[[ EXERCISE INPUTS open ]]

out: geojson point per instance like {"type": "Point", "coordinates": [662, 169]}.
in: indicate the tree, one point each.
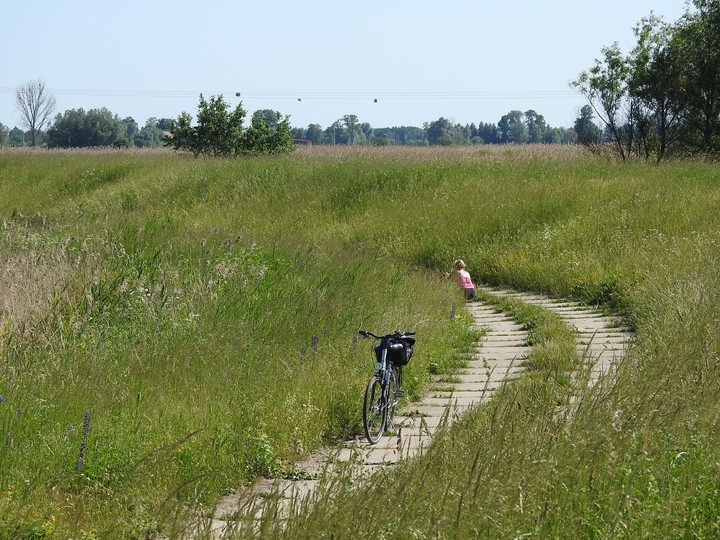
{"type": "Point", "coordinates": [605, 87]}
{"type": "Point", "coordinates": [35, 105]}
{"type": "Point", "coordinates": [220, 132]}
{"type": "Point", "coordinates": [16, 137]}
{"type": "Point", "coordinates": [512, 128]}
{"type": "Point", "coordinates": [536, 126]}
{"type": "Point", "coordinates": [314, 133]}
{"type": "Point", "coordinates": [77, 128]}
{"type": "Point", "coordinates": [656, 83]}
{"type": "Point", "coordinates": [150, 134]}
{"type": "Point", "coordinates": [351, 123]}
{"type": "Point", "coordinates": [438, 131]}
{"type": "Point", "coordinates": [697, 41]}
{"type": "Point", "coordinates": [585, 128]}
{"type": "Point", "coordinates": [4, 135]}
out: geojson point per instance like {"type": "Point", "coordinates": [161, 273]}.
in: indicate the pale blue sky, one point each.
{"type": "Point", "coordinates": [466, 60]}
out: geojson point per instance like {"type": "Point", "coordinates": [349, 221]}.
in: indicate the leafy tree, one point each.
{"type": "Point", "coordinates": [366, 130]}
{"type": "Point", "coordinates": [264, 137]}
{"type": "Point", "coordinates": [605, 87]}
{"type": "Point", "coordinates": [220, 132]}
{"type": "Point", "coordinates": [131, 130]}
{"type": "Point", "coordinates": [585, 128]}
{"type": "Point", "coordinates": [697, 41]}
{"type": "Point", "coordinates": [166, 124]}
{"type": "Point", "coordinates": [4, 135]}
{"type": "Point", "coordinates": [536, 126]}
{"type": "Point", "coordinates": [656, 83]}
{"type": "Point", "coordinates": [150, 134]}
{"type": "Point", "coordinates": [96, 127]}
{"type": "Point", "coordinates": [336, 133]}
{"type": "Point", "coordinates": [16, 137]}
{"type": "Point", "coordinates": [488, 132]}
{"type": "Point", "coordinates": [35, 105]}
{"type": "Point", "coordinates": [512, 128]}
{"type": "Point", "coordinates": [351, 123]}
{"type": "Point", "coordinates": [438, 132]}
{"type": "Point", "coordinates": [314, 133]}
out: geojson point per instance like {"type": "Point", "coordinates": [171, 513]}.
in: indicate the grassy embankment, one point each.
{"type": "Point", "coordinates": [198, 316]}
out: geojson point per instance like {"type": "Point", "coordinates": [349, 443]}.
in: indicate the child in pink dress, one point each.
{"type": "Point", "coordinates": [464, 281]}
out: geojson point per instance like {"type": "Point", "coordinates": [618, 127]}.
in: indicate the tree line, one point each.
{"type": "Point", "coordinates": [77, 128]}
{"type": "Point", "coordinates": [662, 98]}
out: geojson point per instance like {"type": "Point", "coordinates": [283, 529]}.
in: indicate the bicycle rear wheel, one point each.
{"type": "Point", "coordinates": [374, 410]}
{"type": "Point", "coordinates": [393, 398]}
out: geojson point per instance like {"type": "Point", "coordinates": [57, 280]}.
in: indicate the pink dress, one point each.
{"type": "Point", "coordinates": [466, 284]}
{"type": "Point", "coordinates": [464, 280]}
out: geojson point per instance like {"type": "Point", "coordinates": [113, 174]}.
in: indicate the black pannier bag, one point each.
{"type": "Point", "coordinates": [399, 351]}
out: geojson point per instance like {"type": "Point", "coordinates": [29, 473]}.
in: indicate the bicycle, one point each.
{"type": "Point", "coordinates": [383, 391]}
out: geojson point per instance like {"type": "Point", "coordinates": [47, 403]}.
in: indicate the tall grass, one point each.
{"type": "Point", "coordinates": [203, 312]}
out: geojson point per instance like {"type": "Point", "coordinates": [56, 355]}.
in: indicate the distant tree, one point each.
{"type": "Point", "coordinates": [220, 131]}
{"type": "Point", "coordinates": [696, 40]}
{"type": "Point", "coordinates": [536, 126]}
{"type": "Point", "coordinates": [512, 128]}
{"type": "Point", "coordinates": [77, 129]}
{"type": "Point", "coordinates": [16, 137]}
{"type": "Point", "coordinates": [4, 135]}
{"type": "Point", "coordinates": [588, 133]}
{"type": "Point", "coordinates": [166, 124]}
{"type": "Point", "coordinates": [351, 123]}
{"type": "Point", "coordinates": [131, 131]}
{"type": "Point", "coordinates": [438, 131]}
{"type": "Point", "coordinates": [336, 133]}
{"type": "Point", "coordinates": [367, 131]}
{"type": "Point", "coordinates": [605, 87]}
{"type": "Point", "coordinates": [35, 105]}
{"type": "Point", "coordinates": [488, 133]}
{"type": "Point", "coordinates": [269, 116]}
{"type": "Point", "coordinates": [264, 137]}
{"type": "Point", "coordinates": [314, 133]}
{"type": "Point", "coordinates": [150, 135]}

[[ EXERCISE INPUTS closed ]]

AIM OF THE TASK:
Make an exact reproduction of the listing above, without any pictures.

EXERCISE ANSWER:
out: geojson point per instance like {"type": "Point", "coordinates": [662, 169]}.
in: indicate the tree, one point each.
{"type": "Point", "coordinates": [605, 87]}
{"type": "Point", "coordinates": [35, 105]}
{"type": "Point", "coordinates": [220, 132]}
{"type": "Point", "coordinates": [16, 137]}
{"type": "Point", "coordinates": [512, 128]}
{"type": "Point", "coordinates": [536, 126]}
{"type": "Point", "coordinates": [314, 133]}
{"type": "Point", "coordinates": [77, 128]}
{"type": "Point", "coordinates": [656, 83]}
{"type": "Point", "coordinates": [150, 134]}
{"type": "Point", "coordinates": [351, 123]}
{"type": "Point", "coordinates": [438, 131]}
{"type": "Point", "coordinates": [697, 41]}
{"type": "Point", "coordinates": [585, 128]}
{"type": "Point", "coordinates": [4, 135]}
out: geojson point per instance like {"type": "Point", "coordinates": [161, 273]}.
in: indicate the pale blue sky, one point each.
{"type": "Point", "coordinates": [466, 60]}
out: geojson point per instance like {"type": "Point", "coordinates": [349, 221]}.
in: indicate the leafy tree, one point each.
{"type": "Point", "coordinates": [366, 130]}
{"type": "Point", "coordinates": [264, 137]}
{"type": "Point", "coordinates": [605, 87]}
{"type": "Point", "coordinates": [220, 132]}
{"type": "Point", "coordinates": [131, 130]}
{"type": "Point", "coordinates": [585, 128]}
{"type": "Point", "coordinates": [697, 41]}
{"type": "Point", "coordinates": [166, 124]}
{"type": "Point", "coordinates": [4, 135]}
{"type": "Point", "coordinates": [536, 126]}
{"type": "Point", "coordinates": [656, 83]}
{"type": "Point", "coordinates": [150, 134]}
{"type": "Point", "coordinates": [96, 127]}
{"type": "Point", "coordinates": [336, 133]}
{"type": "Point", "coordinates": [16, 137]}
{"type": "Point", "coordinates": [488, 132]}
{"type": "Point", "coordinates": [35, 105]}
{"type": "Point", "coordinates": [512, 128]}
{"type": "Point", "coordinates": [351, 123]}
{"type": "Point", "coordinates": [438, 132]}
{"type": "Point", "coordinates": [314, 133]}
out: geojson point per instance like {"type": "Point", "coordinates": [171, 513]}.
in: indicate the grassy embankment, one point each.
{"type": "Point", "coordinates": [198, 316]}
out: geojson point per instance like {"type": "Point", "coordinates": [349, 443]}.
in: indicate the child in pink dress, one point each.
{"type": "Point", "coordinates": [464, 281]}
out: geojson point per instance like {"type": "Point", "coordinates": [618, 127]}.
in: indicate the tree line, one point each.
{"type": "Point", "coordinates": [77, 128]}
{"type": "Point", "coordinates": [662, 98]}
out: geojson point per instance like {"type": "Point", "coordinates": [283, 529]}.
in: indicate the bicycle rear wheel, one point each.
{"type": "Point", "coordinates": [374, 410]}
{"type": "Point", "coordinates": [393, 398]}
out: geojson point per instance like {"type": "Point", "coordinates": [57, 280]}.
in: indicate the pink dress, one point each.
{"type": "Point", "coordinates": [466, 284]}
{"type": "Point", "coordinates": [464, 280]}
out: geojson point per instance like {"type": "Point", "coordinates": [113, 174]}.
in: indicate the black pannier bag, one point each.
{"type": "Point", "coordinates": [399, 351]}
out: geojson point per instance like {"type": "Point", "coordinates": [29, 473]}.
in: indicate the bicycle, one point each.
{"type": "Point", "coordinates": [383, 391]}
out: geojson point per instance like {"type": "Point", "coordinates": [47, 403]}.
in: indicate the tall grass, one point each.
{"type": "Point", "coordinates": [203, 312]}
out: geojson point per instance like {"type": "Point", "coordinates": [56, 355]}.
in: indicate the distant tree, one point each.
{"type": "Point", "coordinates": [220, 131]}
{"type": "Point", "coordinates": [696, 40]}
{"type": "Point", "coordinates": [536, 126]}
{"type": "Point", "coordinates": [512, 128]}
{"type": "Point", "coordinates": [77, 129]}
{"type": "Point", "coordinates": [16, 137]}
{"type": "Point", "coordinates": [4, 135]}
{"type": "Point", "coordinates": [588, 133]}
{"type": "Point", "coordinates": [166, 124]}
{"type": "Point", "coordinates": [351, 123]}
{"type": "Point", "coordinates": [131, 131]}
{"type": "Point", "coordinates": [438, 131]}
{"type": "Point", "coordinates": [336, 133]}
{"type": "Point", "coordinates": [367, 131]}
{"type": "Point", "coordinates": [605, 87]}
{"type": "Point", "coordinates": [35, 105]}
{"type": "Point", "coordinates": [488, 133]}
{"type": "Point", "coordinates": [269, 116]}
{"type": "Point", "coordinates": [264, 137]}
{"type": "Point", "coordinates": [314, 133]}
{"type": "Point", "coordinates": [150, 135]}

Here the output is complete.